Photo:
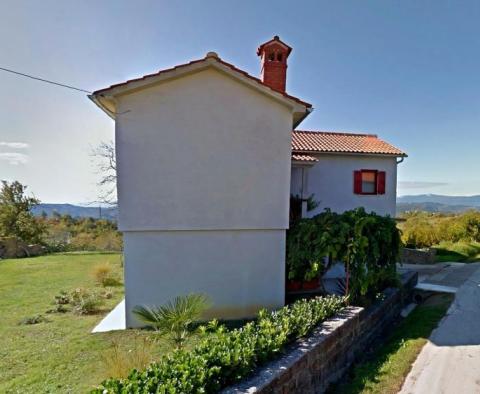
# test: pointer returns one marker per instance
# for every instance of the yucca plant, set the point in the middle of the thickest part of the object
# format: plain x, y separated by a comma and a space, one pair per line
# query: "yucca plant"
175, 318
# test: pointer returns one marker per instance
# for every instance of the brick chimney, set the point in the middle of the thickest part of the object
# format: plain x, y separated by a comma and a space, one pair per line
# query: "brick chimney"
274, 54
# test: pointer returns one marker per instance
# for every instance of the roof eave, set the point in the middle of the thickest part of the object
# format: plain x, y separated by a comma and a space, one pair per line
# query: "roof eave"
313, 152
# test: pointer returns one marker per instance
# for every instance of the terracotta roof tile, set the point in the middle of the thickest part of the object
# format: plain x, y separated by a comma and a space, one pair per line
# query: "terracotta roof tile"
308, 158
332, 142
231, 66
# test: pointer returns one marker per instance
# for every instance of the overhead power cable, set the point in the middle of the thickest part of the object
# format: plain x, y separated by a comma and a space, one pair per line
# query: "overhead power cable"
44, 80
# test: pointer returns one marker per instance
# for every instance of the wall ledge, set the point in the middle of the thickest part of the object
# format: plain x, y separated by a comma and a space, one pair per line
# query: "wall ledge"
311, 364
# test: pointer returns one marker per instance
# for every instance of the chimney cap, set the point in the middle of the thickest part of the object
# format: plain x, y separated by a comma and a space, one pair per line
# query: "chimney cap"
212, 54
275, 39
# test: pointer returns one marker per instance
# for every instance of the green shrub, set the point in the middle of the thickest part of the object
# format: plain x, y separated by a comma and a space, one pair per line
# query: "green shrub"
225, 357
367, 243
85, 301
35, 319
120, 361
104, 275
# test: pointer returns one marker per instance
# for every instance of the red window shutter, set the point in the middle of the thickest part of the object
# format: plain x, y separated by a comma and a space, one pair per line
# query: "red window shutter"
381, 182
357, 182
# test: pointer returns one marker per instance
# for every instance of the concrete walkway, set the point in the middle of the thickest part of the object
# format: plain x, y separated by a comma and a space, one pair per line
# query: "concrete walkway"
115, 320
450, 362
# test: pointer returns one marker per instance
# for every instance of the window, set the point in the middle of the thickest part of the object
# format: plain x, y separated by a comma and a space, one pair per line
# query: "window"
369, 182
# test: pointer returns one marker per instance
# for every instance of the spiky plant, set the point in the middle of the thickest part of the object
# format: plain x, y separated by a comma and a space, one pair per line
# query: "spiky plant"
175, 318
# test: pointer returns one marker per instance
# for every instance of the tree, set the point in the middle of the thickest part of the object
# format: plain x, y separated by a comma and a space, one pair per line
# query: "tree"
16, 218
106, 165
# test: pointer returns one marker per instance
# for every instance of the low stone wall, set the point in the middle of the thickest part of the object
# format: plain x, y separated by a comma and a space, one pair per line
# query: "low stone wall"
312, 364
417, 256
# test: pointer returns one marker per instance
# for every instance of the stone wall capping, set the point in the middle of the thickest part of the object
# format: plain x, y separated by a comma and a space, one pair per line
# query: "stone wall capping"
311, 364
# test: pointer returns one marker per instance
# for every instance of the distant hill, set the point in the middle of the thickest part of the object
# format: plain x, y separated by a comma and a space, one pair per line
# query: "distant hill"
76, 211
470, 201
437, 203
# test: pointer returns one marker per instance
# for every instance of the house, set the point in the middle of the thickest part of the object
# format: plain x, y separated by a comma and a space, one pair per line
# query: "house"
204, 164
342, 171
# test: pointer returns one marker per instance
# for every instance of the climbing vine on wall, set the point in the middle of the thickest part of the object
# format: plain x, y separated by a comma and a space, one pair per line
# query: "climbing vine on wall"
368, 244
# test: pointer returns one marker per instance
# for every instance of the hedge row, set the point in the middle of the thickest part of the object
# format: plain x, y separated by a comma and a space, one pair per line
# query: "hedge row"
225, 357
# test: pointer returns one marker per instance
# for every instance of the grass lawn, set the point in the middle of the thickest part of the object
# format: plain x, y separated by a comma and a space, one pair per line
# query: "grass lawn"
385, 370
466, 252
59, 355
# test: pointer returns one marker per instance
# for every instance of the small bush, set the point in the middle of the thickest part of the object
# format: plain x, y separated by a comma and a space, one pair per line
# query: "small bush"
35, 319
175, 318
104, 275
62, 298
119, 362
225, 357
85, 301
58, 308
368, 244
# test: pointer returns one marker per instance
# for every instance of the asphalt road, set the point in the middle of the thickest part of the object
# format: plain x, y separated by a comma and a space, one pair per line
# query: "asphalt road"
450, 362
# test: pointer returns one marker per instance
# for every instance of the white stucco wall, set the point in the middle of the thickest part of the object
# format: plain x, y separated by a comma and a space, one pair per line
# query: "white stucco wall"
202, 152
203, 176
331, 182
241, 271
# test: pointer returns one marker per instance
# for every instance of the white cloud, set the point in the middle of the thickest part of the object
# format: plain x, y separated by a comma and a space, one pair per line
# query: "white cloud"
14, 158
14, 145
420, 184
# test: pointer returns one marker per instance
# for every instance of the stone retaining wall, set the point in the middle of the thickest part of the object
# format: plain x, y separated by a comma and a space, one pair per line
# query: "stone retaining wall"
310, 365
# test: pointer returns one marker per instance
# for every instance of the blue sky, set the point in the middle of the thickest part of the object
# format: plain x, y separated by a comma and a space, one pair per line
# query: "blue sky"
406, 70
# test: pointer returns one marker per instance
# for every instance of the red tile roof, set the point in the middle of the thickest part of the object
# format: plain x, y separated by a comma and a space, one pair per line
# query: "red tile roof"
335, 142
297, 157
231, 66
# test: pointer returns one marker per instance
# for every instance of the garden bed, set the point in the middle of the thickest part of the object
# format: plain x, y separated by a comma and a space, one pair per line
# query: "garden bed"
313, 363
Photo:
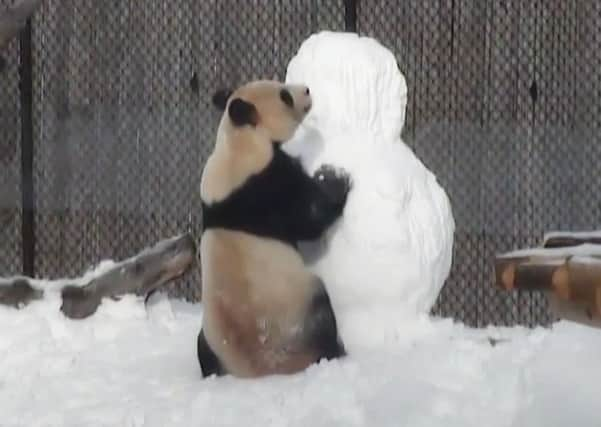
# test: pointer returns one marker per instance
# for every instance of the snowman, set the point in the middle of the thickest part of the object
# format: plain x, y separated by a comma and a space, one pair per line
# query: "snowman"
385, 261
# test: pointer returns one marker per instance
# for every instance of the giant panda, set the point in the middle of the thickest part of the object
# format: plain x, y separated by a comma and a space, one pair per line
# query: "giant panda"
264, 312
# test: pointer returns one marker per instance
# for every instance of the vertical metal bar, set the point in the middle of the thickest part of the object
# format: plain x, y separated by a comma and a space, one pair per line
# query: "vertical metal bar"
350, 15
27, 190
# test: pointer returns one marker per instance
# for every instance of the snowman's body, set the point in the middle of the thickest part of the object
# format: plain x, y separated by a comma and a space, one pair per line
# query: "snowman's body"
391, 252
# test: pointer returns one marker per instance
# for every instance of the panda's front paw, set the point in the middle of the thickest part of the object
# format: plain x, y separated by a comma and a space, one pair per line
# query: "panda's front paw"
336, 182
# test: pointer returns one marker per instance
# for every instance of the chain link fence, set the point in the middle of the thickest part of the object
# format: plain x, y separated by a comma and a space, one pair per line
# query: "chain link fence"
10, 160
503, 107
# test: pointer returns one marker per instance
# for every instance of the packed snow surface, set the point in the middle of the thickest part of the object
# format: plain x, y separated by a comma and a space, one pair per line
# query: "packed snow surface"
392, 249
129, 366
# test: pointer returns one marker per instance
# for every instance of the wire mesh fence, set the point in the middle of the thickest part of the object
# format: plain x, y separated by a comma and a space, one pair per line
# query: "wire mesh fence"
503, 107
10, 160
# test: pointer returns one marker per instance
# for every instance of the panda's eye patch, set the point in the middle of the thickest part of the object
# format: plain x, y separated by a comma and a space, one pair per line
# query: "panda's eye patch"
286, 98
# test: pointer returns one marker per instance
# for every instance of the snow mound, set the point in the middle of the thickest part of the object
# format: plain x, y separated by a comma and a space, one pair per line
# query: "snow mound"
132, 366
391, 252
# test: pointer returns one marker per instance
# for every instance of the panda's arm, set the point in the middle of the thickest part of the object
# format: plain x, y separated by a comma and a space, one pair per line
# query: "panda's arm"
319, 202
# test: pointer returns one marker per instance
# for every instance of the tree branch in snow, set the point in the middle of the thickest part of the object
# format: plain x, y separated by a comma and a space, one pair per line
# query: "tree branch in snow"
18, 292
564, 240
144, 273
570, 277
572, 311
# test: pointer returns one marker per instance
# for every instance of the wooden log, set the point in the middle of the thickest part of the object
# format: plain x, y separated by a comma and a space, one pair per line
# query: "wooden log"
566, 240
580, 282
143, 273
526, 273
18, 292
576, 279
572, 311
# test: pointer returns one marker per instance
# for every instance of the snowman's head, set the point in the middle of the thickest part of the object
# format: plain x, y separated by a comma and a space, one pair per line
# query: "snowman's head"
355, 82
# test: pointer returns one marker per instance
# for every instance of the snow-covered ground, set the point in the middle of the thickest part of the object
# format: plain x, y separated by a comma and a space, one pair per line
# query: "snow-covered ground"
128, 366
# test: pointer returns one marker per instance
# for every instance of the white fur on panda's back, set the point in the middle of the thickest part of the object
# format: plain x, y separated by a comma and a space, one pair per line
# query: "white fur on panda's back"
259, 280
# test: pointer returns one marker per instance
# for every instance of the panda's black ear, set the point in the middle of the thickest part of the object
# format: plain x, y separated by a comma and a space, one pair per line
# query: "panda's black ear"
220, 98
242, 113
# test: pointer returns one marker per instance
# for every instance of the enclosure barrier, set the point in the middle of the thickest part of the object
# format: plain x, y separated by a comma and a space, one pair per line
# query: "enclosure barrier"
503, 108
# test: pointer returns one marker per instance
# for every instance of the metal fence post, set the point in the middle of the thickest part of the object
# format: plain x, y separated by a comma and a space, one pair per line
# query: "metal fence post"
350, 15
26, 94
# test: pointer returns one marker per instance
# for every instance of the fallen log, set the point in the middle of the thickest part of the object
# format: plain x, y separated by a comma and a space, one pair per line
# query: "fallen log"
18, 292
12, 21
569, 271
567, 239
572, 311
141, 274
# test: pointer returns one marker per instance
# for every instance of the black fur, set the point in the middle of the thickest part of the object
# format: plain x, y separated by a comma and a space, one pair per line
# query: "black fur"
286, 98
242, 113
282, 202
209, 363
220, 98
321, 329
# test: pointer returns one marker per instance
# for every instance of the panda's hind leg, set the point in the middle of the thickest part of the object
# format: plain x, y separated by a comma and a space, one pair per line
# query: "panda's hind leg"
209, 363
321, 326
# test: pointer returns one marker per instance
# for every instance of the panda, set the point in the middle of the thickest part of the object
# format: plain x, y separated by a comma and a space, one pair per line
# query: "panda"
264, 312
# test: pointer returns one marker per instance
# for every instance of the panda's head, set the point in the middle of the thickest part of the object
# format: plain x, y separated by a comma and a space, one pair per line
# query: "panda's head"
269, 107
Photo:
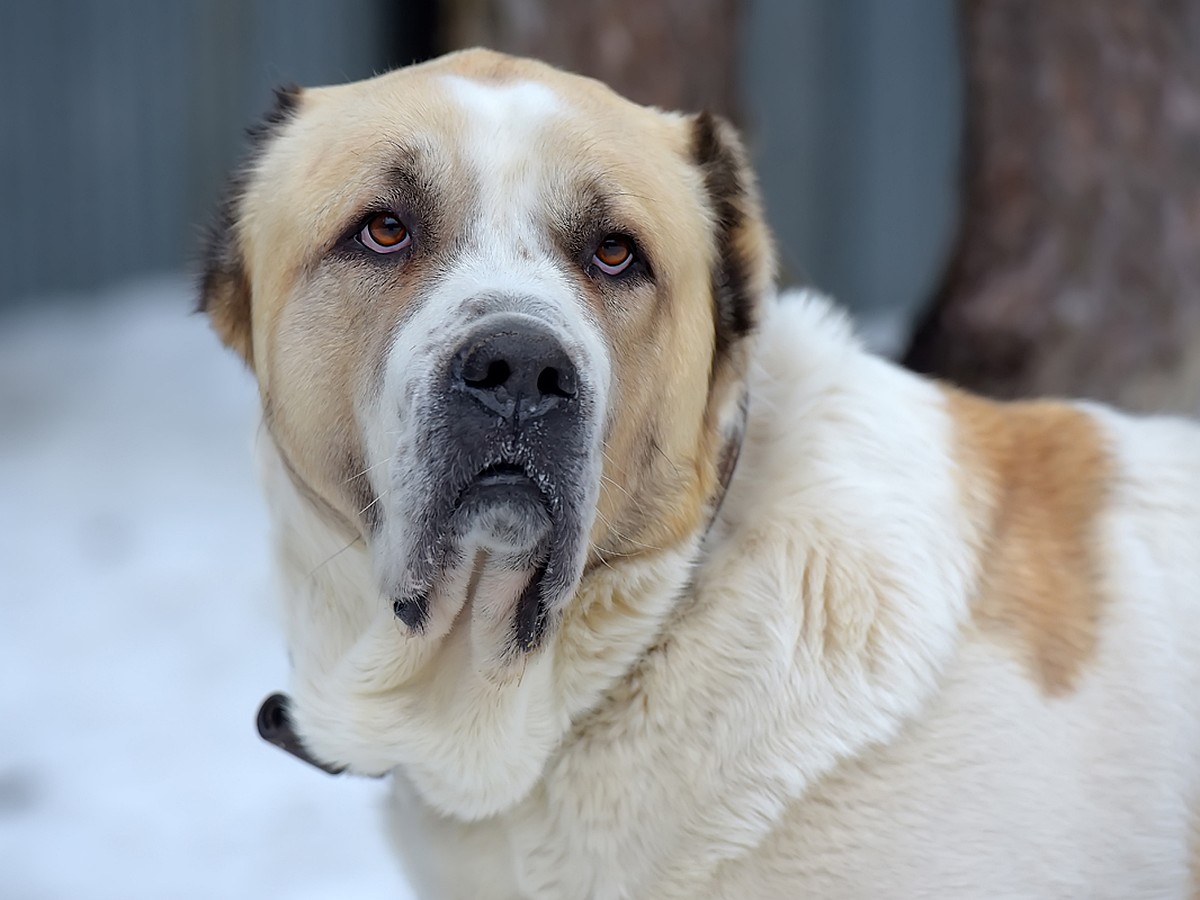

=-=-=-=-=

EXERCISE DIRECTIONS:
In the material above, transcribe exactly the lines beginning at the one with "# for every instance of the distant" and ending at the one with "# for every instance of the hedge", both included.

ANSWER SECTION:
# for every instance of the distant hill, set the point in the middle of the thickest part of the object
# format: plain x, y separated by a comma and a space, one pair per line
# query: "distant hill"
76, 211
470, 201
437, 203
# test: pointer returns one marker per instance
# for every instance of the house, set the point in the middle of the thickest part of the object
# format: plain x, y separated by a comma and a space, one pair per line
# query: "house"
204, 164
342, 171
# test: pointer returns one marker per instance
# for every instance of the climbing vine on wall, set the point in the middle of the thickest part of the object
# format: plain x, y separated by a comma and a space, one pair per line
# query: "climbing vine on wall"
368, 244
# test: pointer returns one marker per instance
# for every instance of the hedge row, set the point in the middle of the thickest part of the object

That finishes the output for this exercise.